- TO BE DONE
Copy out the data from the line with "Exercise. Mark every instance of the woman in white sun" to the line with "[(41, 270), (280, 244), (331, 234)]", keeping every character as it stands.
------------------------------------------------------------------------
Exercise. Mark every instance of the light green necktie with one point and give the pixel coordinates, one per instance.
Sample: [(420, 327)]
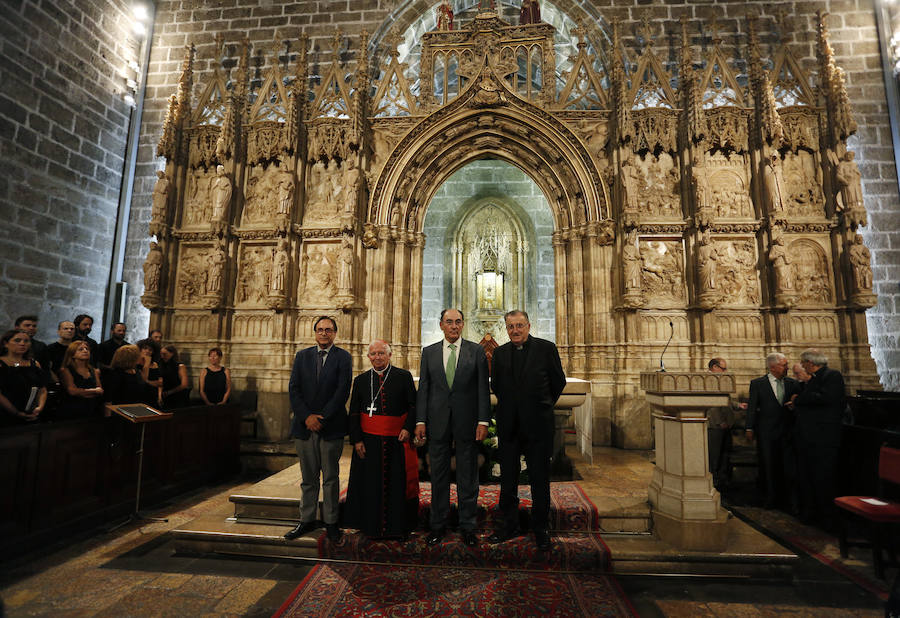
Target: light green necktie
[(451, 365)]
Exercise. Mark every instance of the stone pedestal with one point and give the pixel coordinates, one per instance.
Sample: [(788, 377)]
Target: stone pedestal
[(686, 507)]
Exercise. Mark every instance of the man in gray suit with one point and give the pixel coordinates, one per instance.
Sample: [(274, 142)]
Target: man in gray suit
[(453, 405)]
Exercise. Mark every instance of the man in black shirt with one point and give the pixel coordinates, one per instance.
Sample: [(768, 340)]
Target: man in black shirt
[(53, 355), (83, 325), (28, 323), (108, 348)]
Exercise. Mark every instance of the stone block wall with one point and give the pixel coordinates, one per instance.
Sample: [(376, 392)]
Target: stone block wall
[(63, 130), (853, 36)]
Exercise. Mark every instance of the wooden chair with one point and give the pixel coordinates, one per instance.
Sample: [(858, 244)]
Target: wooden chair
[(879, 514)]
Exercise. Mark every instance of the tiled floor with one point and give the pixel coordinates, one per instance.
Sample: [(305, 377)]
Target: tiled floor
[(134, 571)]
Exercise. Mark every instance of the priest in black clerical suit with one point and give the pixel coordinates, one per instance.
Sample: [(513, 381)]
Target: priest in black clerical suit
[(383, 492), (528, 378), (771, 423)]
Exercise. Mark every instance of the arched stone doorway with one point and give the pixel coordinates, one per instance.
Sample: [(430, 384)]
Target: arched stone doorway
[(488, 229)]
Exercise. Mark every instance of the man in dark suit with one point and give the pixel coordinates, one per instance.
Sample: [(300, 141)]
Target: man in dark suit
[(453, 406), (527, 377), (319, 387), (771, 423), (820, 410)]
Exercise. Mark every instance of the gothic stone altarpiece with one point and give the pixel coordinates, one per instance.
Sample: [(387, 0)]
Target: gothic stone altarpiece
[(722, 210)]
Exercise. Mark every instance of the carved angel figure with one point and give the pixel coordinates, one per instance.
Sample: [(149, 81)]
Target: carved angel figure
[(152, 269), (861, 261), (160, 198)]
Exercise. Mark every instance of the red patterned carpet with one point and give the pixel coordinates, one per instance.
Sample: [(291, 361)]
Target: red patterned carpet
[(378, 590)]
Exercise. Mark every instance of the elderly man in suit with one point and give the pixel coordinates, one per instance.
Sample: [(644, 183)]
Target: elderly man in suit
[(527, 377), (319, 387), (453, 406), (771, 423), (817, 435)]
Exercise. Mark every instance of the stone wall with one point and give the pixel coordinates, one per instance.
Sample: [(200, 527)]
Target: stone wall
[(63, 129), (854, 39)]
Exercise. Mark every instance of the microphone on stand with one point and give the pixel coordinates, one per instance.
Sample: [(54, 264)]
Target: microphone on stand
[(662, 365)]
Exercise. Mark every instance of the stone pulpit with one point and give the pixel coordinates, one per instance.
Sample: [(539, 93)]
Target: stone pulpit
[(686, 507)]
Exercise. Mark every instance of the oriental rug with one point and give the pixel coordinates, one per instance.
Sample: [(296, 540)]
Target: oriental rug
[(569, 552), (378, 590), (570, 508)]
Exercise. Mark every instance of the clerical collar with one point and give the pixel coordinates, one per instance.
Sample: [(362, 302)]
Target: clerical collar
[(381, 373)]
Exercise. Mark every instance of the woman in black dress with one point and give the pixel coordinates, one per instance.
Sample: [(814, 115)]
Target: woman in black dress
[(124, 383), (82, 390), (176, 386), (215, 381), (23, 390)]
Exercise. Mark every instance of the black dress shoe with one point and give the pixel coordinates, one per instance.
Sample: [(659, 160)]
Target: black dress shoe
[(500, 536), (542, 539), (470, 538), (301, 529), (434, 537)]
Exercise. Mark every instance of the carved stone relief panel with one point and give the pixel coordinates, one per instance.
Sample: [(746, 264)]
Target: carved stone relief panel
[(251, 326), (655, 327), (802, 185), (269, 194), (739, 327), (811, 272), (323, 193), (662, 272), (319, 272), (729, 187), (814, 327), (254, 272), (190, 325), (658, 191), (197, 200), (736, 273)]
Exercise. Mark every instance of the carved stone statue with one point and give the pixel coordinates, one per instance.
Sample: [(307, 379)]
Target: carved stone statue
[(530, 12), (160, 198), (771, 185), (221, 195), (285, 192), (781, 262), (152, 269), (280, 262), (444, 16), (861, 262)]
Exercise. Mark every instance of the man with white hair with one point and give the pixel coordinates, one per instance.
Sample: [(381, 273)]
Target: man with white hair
[(819, 408), (383, 492), (770, 423)]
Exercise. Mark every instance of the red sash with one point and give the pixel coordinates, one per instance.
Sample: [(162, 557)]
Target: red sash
[(390, 427)]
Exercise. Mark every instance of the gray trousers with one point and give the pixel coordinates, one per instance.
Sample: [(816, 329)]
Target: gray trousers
[(318, 455)]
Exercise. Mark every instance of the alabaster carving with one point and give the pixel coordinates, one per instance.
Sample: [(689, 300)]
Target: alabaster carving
[(809, 267), (662, 272)]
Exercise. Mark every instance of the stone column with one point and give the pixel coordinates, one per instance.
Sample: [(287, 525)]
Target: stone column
[(686, 507)]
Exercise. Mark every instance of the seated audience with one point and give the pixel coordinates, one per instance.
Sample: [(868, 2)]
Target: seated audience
[(147, 365), (23, 392), (82, 390), (176, 387), (108, 348), (83, 325), (124, 383), (215, 380)]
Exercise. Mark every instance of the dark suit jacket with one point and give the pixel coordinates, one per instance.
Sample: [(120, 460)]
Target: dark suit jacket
[(764, 414), (327, 397), (820, 408), (467, 403), (525, 401)]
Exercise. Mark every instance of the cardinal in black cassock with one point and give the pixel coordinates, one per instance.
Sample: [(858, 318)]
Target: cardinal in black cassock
[(383, 492)]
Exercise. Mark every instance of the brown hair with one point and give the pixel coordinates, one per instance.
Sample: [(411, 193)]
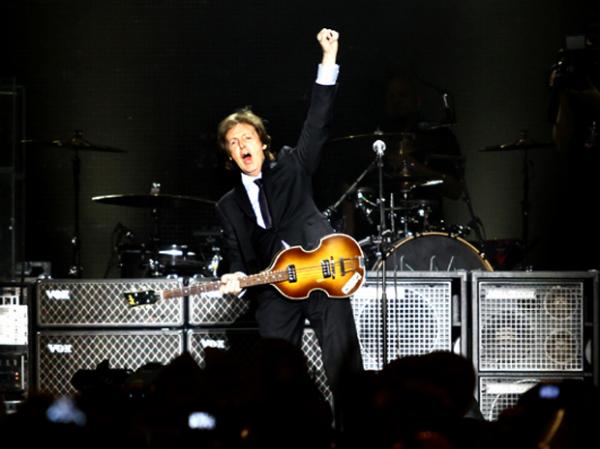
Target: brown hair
[(246, 116)]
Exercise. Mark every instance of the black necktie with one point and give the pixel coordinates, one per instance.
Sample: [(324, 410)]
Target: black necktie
[(264, 205)]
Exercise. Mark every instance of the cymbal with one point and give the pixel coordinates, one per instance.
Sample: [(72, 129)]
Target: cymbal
[(75, 143), (519, 144), (369, 137), (156, 201)]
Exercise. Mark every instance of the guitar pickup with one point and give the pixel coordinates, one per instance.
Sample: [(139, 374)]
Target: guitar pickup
[(292, 276), (326, 268)]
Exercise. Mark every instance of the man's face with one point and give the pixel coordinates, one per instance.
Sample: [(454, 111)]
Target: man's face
[(245, 148)]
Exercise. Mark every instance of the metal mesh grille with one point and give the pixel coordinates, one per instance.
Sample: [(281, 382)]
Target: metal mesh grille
[(499, 393), (101, 303), (314, 359), (214, 308), (418, 320), (61, 354), (532, 326)]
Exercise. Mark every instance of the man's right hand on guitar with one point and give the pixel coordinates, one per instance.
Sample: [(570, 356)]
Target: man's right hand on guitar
[(230, 283)]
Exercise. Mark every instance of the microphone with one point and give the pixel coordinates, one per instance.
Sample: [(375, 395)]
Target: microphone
[(448, 109), (379, 147)]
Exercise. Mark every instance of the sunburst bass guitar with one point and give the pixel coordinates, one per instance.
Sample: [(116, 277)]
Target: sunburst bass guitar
[(336, 266)]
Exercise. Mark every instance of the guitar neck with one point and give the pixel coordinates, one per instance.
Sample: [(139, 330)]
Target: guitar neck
[(264, 277)]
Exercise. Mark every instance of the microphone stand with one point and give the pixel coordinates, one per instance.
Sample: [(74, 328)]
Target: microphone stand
[(75, 270), (379, 148)]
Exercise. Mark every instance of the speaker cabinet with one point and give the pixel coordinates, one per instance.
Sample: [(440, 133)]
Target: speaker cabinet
[(60, 354), (531, 326), (423, 313), (14, 338), (101, 303), (242, 342)]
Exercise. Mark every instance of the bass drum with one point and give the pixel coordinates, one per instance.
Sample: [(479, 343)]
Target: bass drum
[(434, 251)]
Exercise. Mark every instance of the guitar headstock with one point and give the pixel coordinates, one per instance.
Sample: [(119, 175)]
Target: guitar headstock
[(141, 298)]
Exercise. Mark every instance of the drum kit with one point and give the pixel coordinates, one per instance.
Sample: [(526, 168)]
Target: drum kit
[(154, 258), (400, 232), (399, 205)]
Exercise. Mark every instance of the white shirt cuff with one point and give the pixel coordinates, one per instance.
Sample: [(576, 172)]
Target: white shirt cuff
[(327, 74)]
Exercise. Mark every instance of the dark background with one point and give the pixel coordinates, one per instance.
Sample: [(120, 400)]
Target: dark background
[(154, 77)]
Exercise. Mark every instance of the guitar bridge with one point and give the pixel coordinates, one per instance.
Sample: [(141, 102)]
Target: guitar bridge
[(292, 276)]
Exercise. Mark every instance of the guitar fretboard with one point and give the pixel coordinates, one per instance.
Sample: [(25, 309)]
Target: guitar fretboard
[(265, 277)]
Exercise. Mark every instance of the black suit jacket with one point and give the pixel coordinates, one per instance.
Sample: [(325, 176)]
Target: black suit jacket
[(288, 186)]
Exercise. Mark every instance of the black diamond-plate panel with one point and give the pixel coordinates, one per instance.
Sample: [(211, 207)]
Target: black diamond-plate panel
[(418, 319), (101, 303), (212, 308), (61, 353), (242, 341), (531, 326), (314, 359)]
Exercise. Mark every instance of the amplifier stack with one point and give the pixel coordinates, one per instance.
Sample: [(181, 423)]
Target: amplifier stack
[(517, 327)]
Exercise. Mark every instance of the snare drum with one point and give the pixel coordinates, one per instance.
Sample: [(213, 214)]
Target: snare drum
[(434, 251)]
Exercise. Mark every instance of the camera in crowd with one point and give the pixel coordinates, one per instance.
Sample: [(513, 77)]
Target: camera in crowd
[(578, 64)]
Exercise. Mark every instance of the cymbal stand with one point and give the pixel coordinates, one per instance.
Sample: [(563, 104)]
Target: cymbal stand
[(328, 212), (379, 148), (525, 209), (154, 263), (75, 270), (475, 223)]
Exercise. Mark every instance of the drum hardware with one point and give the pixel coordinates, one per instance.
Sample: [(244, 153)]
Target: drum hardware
[(76, 143), (524, 143), (156, 259), (434, 251)]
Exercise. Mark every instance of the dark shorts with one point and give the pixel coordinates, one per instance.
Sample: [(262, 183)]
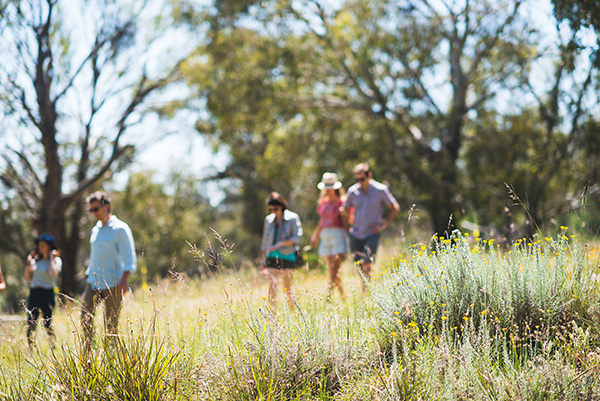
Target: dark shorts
[(276, 263), (40, 300), (364, 249)]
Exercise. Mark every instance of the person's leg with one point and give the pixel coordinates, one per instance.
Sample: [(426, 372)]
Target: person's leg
[(88, 309), (287, 275), (112, 308)]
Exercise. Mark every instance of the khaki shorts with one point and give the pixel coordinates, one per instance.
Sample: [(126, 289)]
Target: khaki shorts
[(333, 241)]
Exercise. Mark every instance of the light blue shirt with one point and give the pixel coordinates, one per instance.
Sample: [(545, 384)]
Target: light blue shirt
[(112, 253), (41, 278), (368, 207)]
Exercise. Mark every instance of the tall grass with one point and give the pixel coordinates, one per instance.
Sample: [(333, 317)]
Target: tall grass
[(453, 319)]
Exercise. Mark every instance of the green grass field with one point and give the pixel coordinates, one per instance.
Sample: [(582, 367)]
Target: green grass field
[(456, 319)]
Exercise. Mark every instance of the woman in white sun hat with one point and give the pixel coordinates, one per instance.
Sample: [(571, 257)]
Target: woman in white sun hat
[(331, 233)]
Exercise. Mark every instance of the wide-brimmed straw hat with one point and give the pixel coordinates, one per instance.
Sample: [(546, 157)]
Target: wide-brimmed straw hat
[(48, 239), (329, 181)]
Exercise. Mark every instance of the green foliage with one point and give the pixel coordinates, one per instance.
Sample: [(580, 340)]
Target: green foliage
[(416, 90), (219, 339), (528, 294), (164, 219)]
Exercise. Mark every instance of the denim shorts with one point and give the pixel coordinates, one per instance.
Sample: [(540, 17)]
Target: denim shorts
[(364, 249), (333, 241)]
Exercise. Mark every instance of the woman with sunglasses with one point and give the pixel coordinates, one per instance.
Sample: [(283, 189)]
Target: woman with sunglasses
[(41, 270), (280, 244), (331, 234)]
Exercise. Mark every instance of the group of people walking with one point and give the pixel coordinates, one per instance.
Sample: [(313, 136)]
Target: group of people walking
[(351, 222), (112, 260), (348, 222)]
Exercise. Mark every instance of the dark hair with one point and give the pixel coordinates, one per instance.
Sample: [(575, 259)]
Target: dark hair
[(362, 168), (98, 197), (276, 199)]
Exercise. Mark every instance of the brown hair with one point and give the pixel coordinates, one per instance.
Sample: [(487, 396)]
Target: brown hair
[(99, 196), (276, 199)]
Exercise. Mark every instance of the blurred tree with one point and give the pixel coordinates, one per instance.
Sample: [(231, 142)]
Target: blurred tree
[(165, 219), (73, 81), (392, 81)]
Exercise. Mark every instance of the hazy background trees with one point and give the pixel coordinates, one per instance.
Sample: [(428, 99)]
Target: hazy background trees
[(454, 105)]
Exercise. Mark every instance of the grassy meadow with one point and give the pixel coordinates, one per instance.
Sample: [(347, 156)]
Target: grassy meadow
[(446, 319)]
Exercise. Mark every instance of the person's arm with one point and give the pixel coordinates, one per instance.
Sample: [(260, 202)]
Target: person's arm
[(393, 209), (314, 240), (29, 267), (53, 267), (2, 283), (127, 257), (295, 237)]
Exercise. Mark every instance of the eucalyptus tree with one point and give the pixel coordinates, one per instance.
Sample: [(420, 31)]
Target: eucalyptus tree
[(75, 77), (391, 82)]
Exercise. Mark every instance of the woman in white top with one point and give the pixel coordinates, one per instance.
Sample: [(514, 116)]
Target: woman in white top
[(41, 270)]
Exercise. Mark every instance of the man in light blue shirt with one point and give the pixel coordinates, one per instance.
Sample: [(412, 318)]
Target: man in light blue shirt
[(369, 200), (112, 260)]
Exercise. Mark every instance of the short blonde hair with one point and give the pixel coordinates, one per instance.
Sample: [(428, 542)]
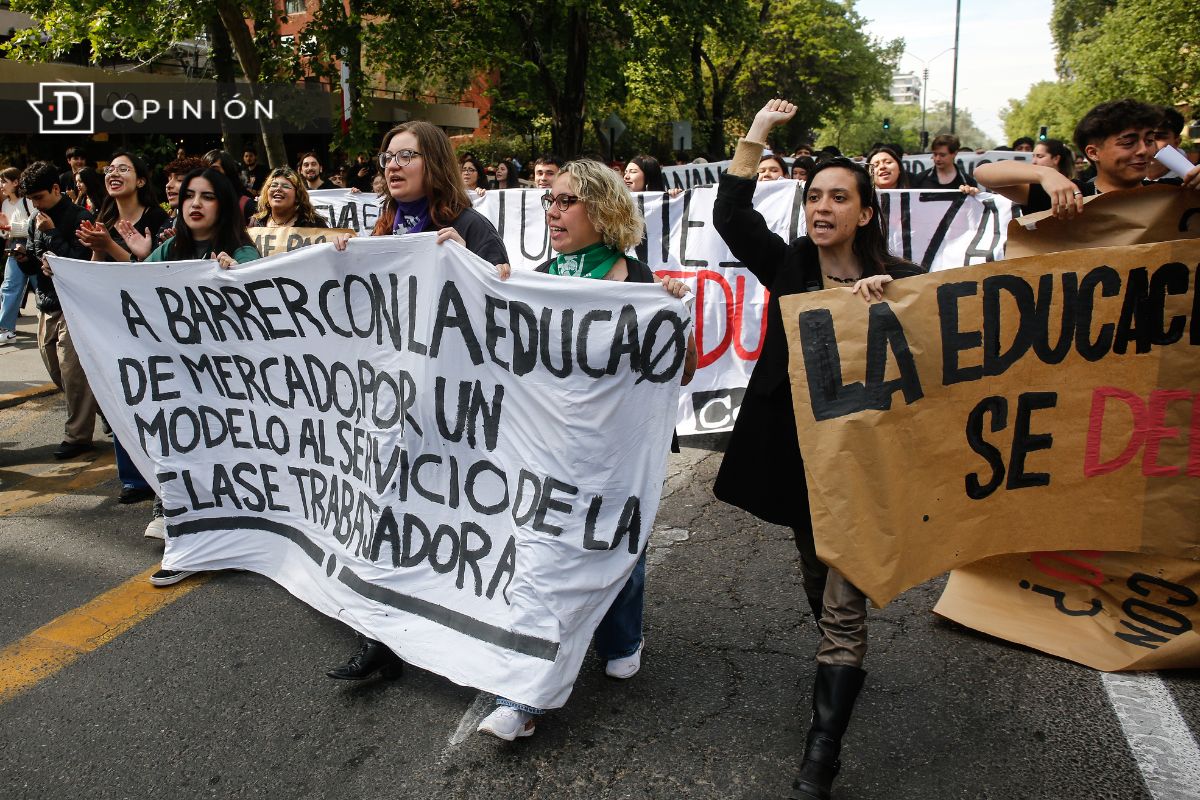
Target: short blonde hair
[(609, 203)]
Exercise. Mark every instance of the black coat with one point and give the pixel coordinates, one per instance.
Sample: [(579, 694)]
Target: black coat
[(762, 470)]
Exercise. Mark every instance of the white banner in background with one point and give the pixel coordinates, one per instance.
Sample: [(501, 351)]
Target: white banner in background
[(462, 468), (934, 228)]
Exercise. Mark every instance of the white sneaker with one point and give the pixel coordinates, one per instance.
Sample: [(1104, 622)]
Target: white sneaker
[(156, 529), (625, 667), (508, 723)]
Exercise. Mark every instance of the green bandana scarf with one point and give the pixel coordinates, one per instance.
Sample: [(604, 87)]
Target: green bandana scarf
[(592, 262)]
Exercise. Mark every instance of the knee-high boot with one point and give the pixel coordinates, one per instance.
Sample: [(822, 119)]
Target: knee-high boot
[(833, 702)]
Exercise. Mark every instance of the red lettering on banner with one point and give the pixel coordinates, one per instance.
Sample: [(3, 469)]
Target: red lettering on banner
[(1093, 576), (709, 356), (741, 316)]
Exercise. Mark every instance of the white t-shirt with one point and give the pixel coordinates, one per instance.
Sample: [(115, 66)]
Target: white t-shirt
[(18, 214)]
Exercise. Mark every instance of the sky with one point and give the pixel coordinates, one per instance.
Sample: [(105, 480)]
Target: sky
[(1003, 49)]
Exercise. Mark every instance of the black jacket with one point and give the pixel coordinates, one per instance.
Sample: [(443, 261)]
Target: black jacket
[(762, 470), (59, 240)]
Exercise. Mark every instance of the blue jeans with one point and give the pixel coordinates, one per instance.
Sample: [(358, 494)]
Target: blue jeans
[(619, 633), (131, 477), (12, 292)]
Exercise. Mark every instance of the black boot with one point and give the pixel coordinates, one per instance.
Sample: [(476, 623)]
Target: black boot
[(372, 657), (833, 701)]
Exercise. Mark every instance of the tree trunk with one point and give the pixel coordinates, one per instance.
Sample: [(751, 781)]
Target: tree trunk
[(222, 67), (251, 65)]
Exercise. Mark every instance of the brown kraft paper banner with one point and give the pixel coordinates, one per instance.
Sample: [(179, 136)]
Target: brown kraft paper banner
[(270, 241), (1108, 611), (1139, 216), (975, 414)]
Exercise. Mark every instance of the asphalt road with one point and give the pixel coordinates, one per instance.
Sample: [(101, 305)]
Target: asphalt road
[(222, 692)]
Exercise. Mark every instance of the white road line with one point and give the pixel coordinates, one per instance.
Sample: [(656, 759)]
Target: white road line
[(1162, 744), (657, 552), (479, 708)]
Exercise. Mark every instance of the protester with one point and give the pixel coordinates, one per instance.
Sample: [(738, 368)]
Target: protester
[(645, 174), (213, 228), (253, 174), (425, 193), (772, 168), (89, 190), (1056, 155), (474, 174), (945, 174), (223, 163), (130, 197), (803, 167), (544, 170), (53, 232), (762, 470), (593, 222), (507, 175), (310, 167), (15, 217), (285, 203), (887, 168), (174, 172), (1119, 139)]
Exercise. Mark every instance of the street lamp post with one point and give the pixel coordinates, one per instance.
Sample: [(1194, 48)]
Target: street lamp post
[(924, 86)]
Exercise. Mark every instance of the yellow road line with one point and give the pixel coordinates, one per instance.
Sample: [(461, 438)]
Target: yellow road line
[(55, 481), (58, 643)]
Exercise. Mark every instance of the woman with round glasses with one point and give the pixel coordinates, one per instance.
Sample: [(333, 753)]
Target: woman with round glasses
[(283, 203), (474, 175), (593, 222), (424, 193)]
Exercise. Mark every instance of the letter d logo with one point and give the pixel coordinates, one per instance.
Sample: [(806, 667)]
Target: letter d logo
------------------------------------------------------------------------
- TASK ANSWER
Exercise. Mark every instance of the woman in white sun hat with one point and give the pixel coordinates, one per instance.
Sample: [(571, 257)]
Target: woman in white sun hat
[(331, 233)]
Exercise. Mark every instance of the wide-brimmed straw hat with one point and give the pixel coordinates, one per instance.
Sample: [(546, 157)]
Target: wide-brimmed straw hat
[(48, 239), (329, 181)]
Exercise. Mark every instance of the green foliage with one point and give the pixel coordinates, one per instance.
Sample: [(580, 340)]
Target: green foliage
[(416, 90), (219, 339), (528, 294), (164, 219)]
Exercise. Mark every instance of the denim shorts with one point and give the pixel coordinates, one per instance.
Sample: [(540, 17)]
Target: denim shorts
[(364, 249), (333, 241)]
Exercise. Mark every instance of the woman with sunglasses with one point and give the pixel coordinates, one per instance.
Sample: [(283, 189)]
Target: woman with sunglasses
[(41, 270), (280, 244), (331, 234)]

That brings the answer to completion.